■ **Text segment**:
--
US Herd Immunity Unlikely

Covid appears here to stay, so the goal is management.

The NYT reports on what has been the likely outcome for some time now: Reaching ‘Herd Immunity’ Is Unlikely in the U.S., Experts Now Believe.

more than half of adults in the United States have been inoculated with at least one dose of a vaccine. But daily vaccination rates are slipping, and there is widespread consensus among scientists and public health experts that the herd immunity threshold is not attainable — at least not in the foreseeable future, and perhaps not ever.

Instead, they are coming to the conclusion that rather than making a long-promised exit, the virus will most likely become a manageable threat that will continue to circulate in the United States for years to come, still causing hospitalizations and deaths but in much smaller numbers.

How much smaller is uncertain and depends in part on how much of the nation, and the world, becomes vaccinated and how the coronavirus evolves. It is already clear, however, that the virus is changing too quickly, new variants are spreading too easily and vaccination is proceeding too slowly for herd immunity to be within reach anytime soon.

The piece goes on to note that the current estimated threshold of vaccinations to achieve something like herd immunity is ~80% of Americans. This is in an unlikely result.

Indeed, getting 80% of the country to do anything is a massive task, but this particular goal was clearly made nearly impossible by the politicization of public health over the life of the pandemic. (Which continues via media figures like Joe Rogan and Tucker Carlson).

Polls show that about 30 percent of the U.S. population is still reluctant to be vaccinated. That number is expected to improve but probably not enough.

The geographic distribution of the unvaccinated also matters (which can be linked to politics as well):

“Disease transmission is local,” Dr. Lipsitch noted.

“If the coverage is 95 percent in the United States as a whole, but 70 percent in some small town, the virus doesn’t care,” he explained. “It will make its way around the small town.”

The goal remains to vaccinate as many persons as possible and to manage the disease going forward.

I recommend the whole piece.
--
■ **Questions to answer**:
- a) According to the herd immunity post, what share of the U.S. population do polls show is still reluctant to be vaccinated?
- b) Please repeat the herd immunity post from "US Herd Immunity" up to and including "much smaller numbers.".
The listing has no connection to the herd immunity post.

■ **Source data**:
--
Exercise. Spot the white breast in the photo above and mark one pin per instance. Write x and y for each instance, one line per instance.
--
■ **Results**:
- a) About 30 percent.

- b)
US Herd Immunity Unlikely

Covid appears here to stay, so the goal is management.

The NYT reports on what has been the likely outcome for some time now: Reaching ‘Herd Immunity’ Is Unlikely in the U.S., Experts Now Believe.

more than half of adults in the United States have been inoculated with at least one dose of a vaccine. But daily vaccination rates are slipping, and there is widespread consensus among scientists and public health experts that the herd immunity threshold is not attainable — at least not in the foreseeable future, and perhaps not ever.

Instead, they are coming to the conclusion that rather than making a long-promised exit, the virus will most likely become a manageable threat that will continue to circulate in the United States for years to come, still causing hospitalizations and deaths but in much smaller numbers.